- Provided text:
How-To-Sell-6-Figure-Online-Business
Get expert advice on how to sell your online business for 6 figures or more, from someone who's done it before, in this comprehensive guide for your exit strategy. You learn when to sell, where to start and how to boost your business valuation.

Selling a business is no easy feat, especially if it’s an online business. If you’re looking for a buyer but don’t know how to sell your business, don’t worry. We’ve got you covered. In this comprehensive article, we take you through the various stages of selling an online business and explain how you can go through those stages. These include determining the reason for selling the business, collecting all your data and numbers, evaluating your business, searching for buyers, making the sales pitch, negotiating, closing, and handing the business over. Without further ado, let’s get started.

The Steps of Selling an Online Business

Why

Before you take any step, ask yourself why you are selling your business. Below are a few reasons we’ve highlighted. You might identify with one or more reasons:

  1. You want to retire
  2. You are bored of the business
  3. You do not know how to take the business to the next stage
  4. You want to take a sabbatical after facing burnout
  5. You want to exit while you’re on a high
  6. You are unable to do the business profitable
  7. The business is no longer profitable (give tips on how to try and get max profit when this is the case as it's not so attractive to buyers, but you need to be honest)

Whatever the reason, have a clear understanding of it. If the last point is challenging for you, it will be difficult to sell the business, but not impossible. In the upcoming sections, we’ll explain how.

Collation and Aggregation

Once you decide to sell your company, start the collection process. You’ll be collecting and analyzing data and collating all important documents. This includes collecting data on your revenue, expenses, and more. It also involves preparing bank statements and tax return documents of the recent past (At least 3 to 4 years) and getting them reviewed by an accountant. Make a list of what and all will be going with the business. These can be:

  • Your workforce
  • Your contacts
  • Your customer base
  • Your mailing list
  • Your sales channels

Once you clearly understand your numbers and what you want to sell, you move on to the evaluation stage.

Evaluation

Evaluation is a complex and extensive stage requiring you to assess multiple variables, but let us help you simplify. Here’s a quick list of things you must look at, assess, or ask yourself while evaluating your business.

Business Growth

  • Once you’ve analyzed all your revenue and expenses data, determine if your business is stable, growing, or declining.
  • Find out if your business is growing due to a market trend or has shown steady growth recently.
  • Once you’ve done so, calculate your average net profit on a monthly or yearly basis based on how old/new your business is.
  • Are there any opportunities for growth?
  • If yes, what do those opportunities look like? What are the avenues? How can you implement them? Make a plan for the same.

Risks and Failures

  • Find out what loopholes and flaws exist in your business.
  • These are obstacles that prevent you from growing further.
  • Figure out different measures with which these loopholes and flaws in the business can be fixed.

- Dataset extract:
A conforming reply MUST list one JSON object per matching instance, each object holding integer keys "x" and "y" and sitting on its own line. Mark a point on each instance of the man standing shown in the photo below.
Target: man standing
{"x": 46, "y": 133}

- What the exercise asks: Please answer from the guide on selling an online business: how many recent years of bank statements and tax return documents does it say to prepare?

- The answer: At least 3 to 4 years.